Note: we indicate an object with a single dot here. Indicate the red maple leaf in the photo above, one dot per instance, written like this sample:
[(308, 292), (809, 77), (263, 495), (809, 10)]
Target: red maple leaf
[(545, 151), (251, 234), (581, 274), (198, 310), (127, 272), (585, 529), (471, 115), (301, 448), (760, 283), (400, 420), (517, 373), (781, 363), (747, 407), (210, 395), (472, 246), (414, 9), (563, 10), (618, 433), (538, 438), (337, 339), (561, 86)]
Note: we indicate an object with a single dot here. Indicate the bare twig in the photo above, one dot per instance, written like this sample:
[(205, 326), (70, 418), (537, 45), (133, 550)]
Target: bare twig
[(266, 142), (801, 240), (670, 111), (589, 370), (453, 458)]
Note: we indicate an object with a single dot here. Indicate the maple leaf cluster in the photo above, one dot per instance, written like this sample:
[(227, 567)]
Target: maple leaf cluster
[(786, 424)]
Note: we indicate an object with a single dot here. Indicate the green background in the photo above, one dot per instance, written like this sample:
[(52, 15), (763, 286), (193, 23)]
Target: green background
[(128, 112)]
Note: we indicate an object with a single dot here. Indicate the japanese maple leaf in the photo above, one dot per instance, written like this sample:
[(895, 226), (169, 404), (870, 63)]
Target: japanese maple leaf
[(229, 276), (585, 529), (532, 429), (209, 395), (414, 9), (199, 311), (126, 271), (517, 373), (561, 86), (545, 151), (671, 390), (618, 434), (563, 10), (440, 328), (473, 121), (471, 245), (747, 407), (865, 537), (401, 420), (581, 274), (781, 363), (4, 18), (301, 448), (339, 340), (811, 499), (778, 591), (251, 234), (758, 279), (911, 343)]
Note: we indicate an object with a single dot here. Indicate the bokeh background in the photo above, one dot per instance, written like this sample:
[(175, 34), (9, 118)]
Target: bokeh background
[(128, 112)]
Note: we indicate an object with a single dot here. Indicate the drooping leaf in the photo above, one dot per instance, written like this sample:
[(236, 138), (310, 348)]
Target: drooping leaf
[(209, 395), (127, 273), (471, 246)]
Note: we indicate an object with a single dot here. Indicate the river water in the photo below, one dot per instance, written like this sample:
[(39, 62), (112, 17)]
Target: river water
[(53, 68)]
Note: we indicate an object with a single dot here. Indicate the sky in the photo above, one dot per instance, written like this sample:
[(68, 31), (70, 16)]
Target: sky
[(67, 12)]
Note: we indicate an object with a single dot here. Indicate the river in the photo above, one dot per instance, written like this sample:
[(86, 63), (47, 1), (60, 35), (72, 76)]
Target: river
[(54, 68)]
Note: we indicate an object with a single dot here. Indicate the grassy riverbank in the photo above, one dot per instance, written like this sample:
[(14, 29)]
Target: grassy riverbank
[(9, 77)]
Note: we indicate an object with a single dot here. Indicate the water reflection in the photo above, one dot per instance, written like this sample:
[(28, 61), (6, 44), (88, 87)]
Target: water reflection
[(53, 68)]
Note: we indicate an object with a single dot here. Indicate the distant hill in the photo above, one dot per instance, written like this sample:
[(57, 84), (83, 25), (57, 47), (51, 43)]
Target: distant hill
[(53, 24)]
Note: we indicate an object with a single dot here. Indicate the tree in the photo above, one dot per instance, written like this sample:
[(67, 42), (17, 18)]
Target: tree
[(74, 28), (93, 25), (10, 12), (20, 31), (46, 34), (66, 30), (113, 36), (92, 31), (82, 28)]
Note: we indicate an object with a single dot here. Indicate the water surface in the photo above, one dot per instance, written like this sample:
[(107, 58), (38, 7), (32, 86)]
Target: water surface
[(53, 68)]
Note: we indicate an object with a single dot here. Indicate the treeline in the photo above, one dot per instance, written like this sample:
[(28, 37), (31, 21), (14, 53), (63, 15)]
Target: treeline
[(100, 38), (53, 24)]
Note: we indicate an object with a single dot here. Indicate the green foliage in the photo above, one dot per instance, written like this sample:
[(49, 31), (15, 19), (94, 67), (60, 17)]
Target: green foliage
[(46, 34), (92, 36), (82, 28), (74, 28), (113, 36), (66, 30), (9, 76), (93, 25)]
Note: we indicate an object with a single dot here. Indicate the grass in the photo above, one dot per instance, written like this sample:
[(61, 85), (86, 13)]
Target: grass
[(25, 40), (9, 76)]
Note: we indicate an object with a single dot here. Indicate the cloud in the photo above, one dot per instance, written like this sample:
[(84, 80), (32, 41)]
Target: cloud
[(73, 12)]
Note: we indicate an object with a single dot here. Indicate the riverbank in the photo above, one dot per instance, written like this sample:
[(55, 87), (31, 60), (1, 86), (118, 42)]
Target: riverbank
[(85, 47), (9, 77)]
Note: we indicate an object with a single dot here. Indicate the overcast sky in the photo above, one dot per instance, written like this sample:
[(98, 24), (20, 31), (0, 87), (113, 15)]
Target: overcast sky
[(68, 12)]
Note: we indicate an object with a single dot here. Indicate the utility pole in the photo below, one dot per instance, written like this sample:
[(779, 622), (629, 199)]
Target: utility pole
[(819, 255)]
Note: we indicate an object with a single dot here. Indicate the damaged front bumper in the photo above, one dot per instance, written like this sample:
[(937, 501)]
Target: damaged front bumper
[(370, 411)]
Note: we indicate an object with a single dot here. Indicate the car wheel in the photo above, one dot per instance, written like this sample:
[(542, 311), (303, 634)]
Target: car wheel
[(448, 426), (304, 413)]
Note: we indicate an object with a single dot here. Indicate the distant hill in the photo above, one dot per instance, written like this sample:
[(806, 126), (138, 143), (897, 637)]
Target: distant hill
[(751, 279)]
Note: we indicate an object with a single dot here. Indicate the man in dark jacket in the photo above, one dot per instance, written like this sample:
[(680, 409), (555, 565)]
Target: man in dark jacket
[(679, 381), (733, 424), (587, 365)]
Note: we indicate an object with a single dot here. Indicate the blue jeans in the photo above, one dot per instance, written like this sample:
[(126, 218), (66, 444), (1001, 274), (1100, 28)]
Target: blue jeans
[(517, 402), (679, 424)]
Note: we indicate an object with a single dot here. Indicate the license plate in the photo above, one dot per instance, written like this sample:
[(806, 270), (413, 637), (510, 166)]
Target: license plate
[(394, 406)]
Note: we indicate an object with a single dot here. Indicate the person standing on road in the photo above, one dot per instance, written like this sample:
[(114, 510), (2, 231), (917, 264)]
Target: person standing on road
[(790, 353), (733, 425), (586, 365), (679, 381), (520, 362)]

——

Brief:
Please retype the listing word for word, from its first line through the line containing "[(227, 567)]", and add nothing else.

Reply:
Note: we indicate an object with a single dot here. Indicate the red maple leaf in the photo above, one dot per instance, written like this sample:
[(308, 292), (809, 77), (263, 495), (809, 10)]
Target: red maple leaf
[(545, 151), (251, 234), (581, 274), (198, 310), (127, 272), (585, 529), (471, 115), (301, 448), (760, 283), (400, 420), (517, 373), (781, 363), (747, 407), (210, 395), (472, 246), (414, 9), (563, 10), (618, 433), (538, 438), (337, 339), (561, 86)]
Note: we indicate an object with a single dot here. Indicate the bare twig in the photo above, one dot per instance, written like this sample:
[(205, 326), (70, 418), (537, 45), (133, 550)]
Target: bare twig
[(266, 142), (801, 240), (670, 111), (589, 370), (453, 458)]
Note: we indicate an object with a single dot here. Indicate the maple leaf cluster in the photo above, one dot per instance, written like this sample:
[(227, 567)]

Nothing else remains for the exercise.